──────── Extracted entries ────────
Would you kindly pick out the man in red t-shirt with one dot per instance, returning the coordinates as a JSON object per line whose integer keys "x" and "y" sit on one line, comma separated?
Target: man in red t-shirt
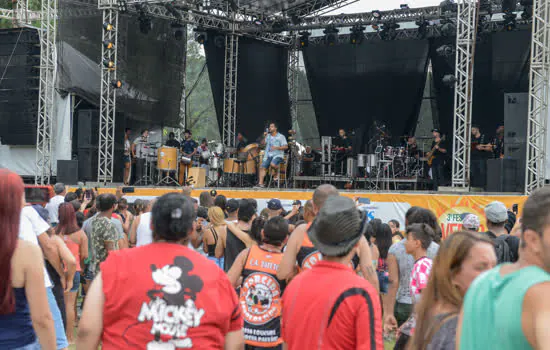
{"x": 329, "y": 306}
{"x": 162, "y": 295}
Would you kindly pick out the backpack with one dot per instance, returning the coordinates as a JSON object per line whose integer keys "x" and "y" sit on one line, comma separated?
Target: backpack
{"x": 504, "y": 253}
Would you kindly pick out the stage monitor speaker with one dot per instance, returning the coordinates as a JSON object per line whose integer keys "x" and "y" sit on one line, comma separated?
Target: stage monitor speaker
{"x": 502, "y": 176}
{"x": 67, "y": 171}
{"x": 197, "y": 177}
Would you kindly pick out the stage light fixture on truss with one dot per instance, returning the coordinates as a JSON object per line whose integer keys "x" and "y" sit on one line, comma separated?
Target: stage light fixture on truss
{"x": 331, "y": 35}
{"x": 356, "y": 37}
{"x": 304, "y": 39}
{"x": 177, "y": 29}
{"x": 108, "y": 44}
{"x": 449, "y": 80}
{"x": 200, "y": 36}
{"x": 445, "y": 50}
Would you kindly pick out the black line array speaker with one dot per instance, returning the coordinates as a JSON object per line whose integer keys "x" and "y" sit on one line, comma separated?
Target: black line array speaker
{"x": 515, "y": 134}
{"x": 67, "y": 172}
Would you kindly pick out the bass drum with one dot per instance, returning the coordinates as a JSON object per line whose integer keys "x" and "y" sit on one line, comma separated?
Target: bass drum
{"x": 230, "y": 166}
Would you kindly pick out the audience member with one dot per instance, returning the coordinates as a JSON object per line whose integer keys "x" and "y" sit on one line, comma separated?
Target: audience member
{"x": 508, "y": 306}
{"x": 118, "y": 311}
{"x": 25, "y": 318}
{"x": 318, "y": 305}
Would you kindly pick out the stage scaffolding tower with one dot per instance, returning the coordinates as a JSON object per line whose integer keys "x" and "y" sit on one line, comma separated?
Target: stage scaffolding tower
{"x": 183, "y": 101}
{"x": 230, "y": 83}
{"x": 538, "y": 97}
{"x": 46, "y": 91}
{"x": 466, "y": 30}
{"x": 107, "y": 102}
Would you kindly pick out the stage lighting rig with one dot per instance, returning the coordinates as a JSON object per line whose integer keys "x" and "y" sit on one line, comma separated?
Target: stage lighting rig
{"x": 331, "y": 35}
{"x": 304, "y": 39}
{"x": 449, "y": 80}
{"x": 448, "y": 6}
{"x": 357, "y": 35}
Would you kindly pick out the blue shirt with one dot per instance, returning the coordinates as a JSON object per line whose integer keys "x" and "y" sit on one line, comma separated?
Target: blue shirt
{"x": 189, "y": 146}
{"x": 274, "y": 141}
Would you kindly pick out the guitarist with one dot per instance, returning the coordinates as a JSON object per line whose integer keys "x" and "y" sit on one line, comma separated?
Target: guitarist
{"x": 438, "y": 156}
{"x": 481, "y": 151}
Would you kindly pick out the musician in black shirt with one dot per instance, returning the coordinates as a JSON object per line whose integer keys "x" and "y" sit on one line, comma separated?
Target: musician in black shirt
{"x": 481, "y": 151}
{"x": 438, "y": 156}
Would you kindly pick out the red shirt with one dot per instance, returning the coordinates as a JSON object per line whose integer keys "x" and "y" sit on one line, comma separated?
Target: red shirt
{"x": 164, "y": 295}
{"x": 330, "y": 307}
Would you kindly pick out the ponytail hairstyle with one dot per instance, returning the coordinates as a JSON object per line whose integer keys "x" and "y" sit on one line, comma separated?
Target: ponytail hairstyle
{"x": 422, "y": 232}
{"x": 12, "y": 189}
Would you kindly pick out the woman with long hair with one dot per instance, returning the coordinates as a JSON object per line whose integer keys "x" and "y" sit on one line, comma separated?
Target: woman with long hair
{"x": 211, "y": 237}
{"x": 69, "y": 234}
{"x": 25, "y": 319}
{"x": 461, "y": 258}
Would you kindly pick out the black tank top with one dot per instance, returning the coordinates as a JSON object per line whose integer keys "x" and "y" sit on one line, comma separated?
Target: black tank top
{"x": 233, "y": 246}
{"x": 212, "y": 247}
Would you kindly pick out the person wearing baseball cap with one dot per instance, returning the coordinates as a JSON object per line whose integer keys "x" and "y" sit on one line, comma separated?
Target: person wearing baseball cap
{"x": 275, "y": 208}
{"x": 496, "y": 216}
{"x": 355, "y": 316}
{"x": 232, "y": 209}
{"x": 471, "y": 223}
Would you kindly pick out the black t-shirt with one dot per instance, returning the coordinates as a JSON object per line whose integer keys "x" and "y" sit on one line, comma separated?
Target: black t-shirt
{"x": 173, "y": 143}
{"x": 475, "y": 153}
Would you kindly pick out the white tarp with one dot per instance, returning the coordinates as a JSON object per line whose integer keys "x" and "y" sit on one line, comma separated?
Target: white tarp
────────
__Task details__
The records above are to be quoted exactly, with all pictures left out.

__The result__
Would you kindly pick out the man in red t-shirt with one dot per instance, returning the coordinates as a JSON object per line whose integer keys "x" and "y" sit on one line, comma separated?
Target: man in red t-shirt
{"x": 329, "y": 306}
{"x": 162, "y": 295}
Would you kindly pick out the backpack with one dot per instance, returning the coordinates as a JSON object per line whose integer keys "x" and "y" sit on one line, comma separated?
Target: backpack
{"x": 504, "y": 253}
Would you kindly pick out the stage monitor speaker with one dot per instance, returning the coordinates as a JSON object per line whose integer keys "x" and "y" sit on one line, comma separated?
Target: stage monitor speaker
{"x": 502, "y": 176}
{"x": 67, "y": 171}
{"x": 197, "y": 177}
Would you kindly pick out the stage light fixture on truss with one dot per instance, returning the coordinates as a JSON object per line whose integer keys "x" and "y" sit on one line, comma separated?
Target: stage light fixture on truss
{"x": 331, "y": 35}
{"x": 356, "y": 37}
{"x": 304, "y": 39}
{"x": 177, "y": 29}
{"x": 108, "y": 44}
{"x": 449, "y": 80}
{"x": 200, "y": 36}
{"x": 445, "y": 50}
Would you kindly pick out the black line array speaker with one dot per instance, returning the coordinates as a JSON object per line whose integer keys "x" and "y" sit on one line, comma separated?
Target: black line array speaker
{"x": 515, "y": 134}
{"x": 67, "y": 172}
Would you kindly pick out the bass drum with one dot per instance, returning the coordinates as a JSON object per line whose integer keys "x" and "y" sit on one line, comma separated?
Target: bass drum
{"x": 230, "y": 166}
Would you kindly pick out the audience member with one dot per instance, returning the coordinates as a JSON object per line whose integer keys "x" and "y" sit on one line, comma separated?
Target: audience member
{"x": 508, "y": 306}
{"x": 118, "y": 311}
{"x": 25, "y": 318}
{"x": 318, "y": 305}
Would you kindly pick out the stage scaffolding tower with one dot per instance, returning the coordinates as a JSON object per line whose integer keys "x" and "y" sit on one line, comma separated?
Target: stage scaffolding tower
{"x": 183, "y": 101}
{"x": 230, "y": 83}
{"x": 538, "y": 97}
{"x": 46, "y": 91}
{"x": 466, "y": 30}
{"x": 107, "y": 102}
Would you kindly pick out the stage lighting rig with one dot per instance, returning the coordinates as a JSON object per line whose integer keys "x" and "y" sit on one line, comma separated?
Target: stage lighting rig
{"x": 331, "y": 35}
{"x": 304, "y": 39}
{"x": 449, "y": 80}
{"x": 448, "y": 6}
{"x": 357, "y": 35}
Would you kindly pick out the blue shirt with one dot per instance, returning the coordinates as a JSON object per line whose integer keys "x" and "y" sit on one line, comma separated?
Target: blue shirt
{"x": 189, "y": 146}
{"x": 274, "y": 141}
Would you kindly pick out the guitarist with one dot per instance, returning the coordinates as a JSON object per line whose integer keys "x" and "y" sit on one line, comma separated?
Target: guitarist
{"x": 438, "y": 156}
{"x": 481, "y": 151}
Would you kindly pick out the musician in black shirt with one dot per instance, returning the coordinates as a JSON object per line whose integer keys "x" and "y" sit on one line, comma separated?
Target: musician in black shirt
{"x": 481, "y": 151}
{"x": 438, "y": 156}
Would you kindly pick out the red shirt with one dot per instance, returning the coordinates as a JSON object per line whose integer keys "x" and "y" sit on one line, comma separated?
Target: red shirt
{"x": 164, "y": 295}
{"x": 330, "y": 307}
Would you kindly pick out the ponytail hairstyle with one dot per instance, returning the coordinates as a JSON object per line whose integer keys "x" and "y" sit on one line, comma separated?
Target: ponytail hairstyle
{"x": 422, "y": 232}
{"x": 12, "y": 189}
Would you kindly pick out the woman with long hair with one dot per instance, returning the coordinates as a JSON object per line whose integer keys "x" and "y" sit on one line, comma separated?
Target: woman with long hair
{"x": 211, "y": 237}
{"x": 69, "y": 234}
{"x": 25, "y": 319}
{"x": 461, "y": 258}
Would you kindly pick out the black tank top with one dot per instance, returning the coordinates as a JSON object per line whose integer keys "x" and "y" sit on one line, comma separated?
Target: black tank top
{"x": 233, "y": 246}
{"x": 212, "y": 247}
Would you kindly pick out the person wearing baseball cap with one dot per instance, returning the coordinates as a JSON object per line whose integer keys "x" and "y" sit on one line, comma separated?
Target: person wearing baseball cap
{"x": 275, "y": 208}
{"x": 496, "y": 216}
{"x": 355, "y": 316}
{"x": 232, "y": 209}
{"x": 471, "y": 223}
Would you kindly pick out the black t-shirt with one dot per instance, returning the coordinates as a JSON object per line whose integer keys "x" and "y" sit on one line, comma separated?
Target: black t-shirt
{"x": 173, "y": 143}
{"x": 475, "y": 153}
Would you kindly pick out the white tarp with one dot per instance, returning the coordinates as a JSON object per line whose integer keys "x" and "y" sit on one line, comma separated?
Target: white tarp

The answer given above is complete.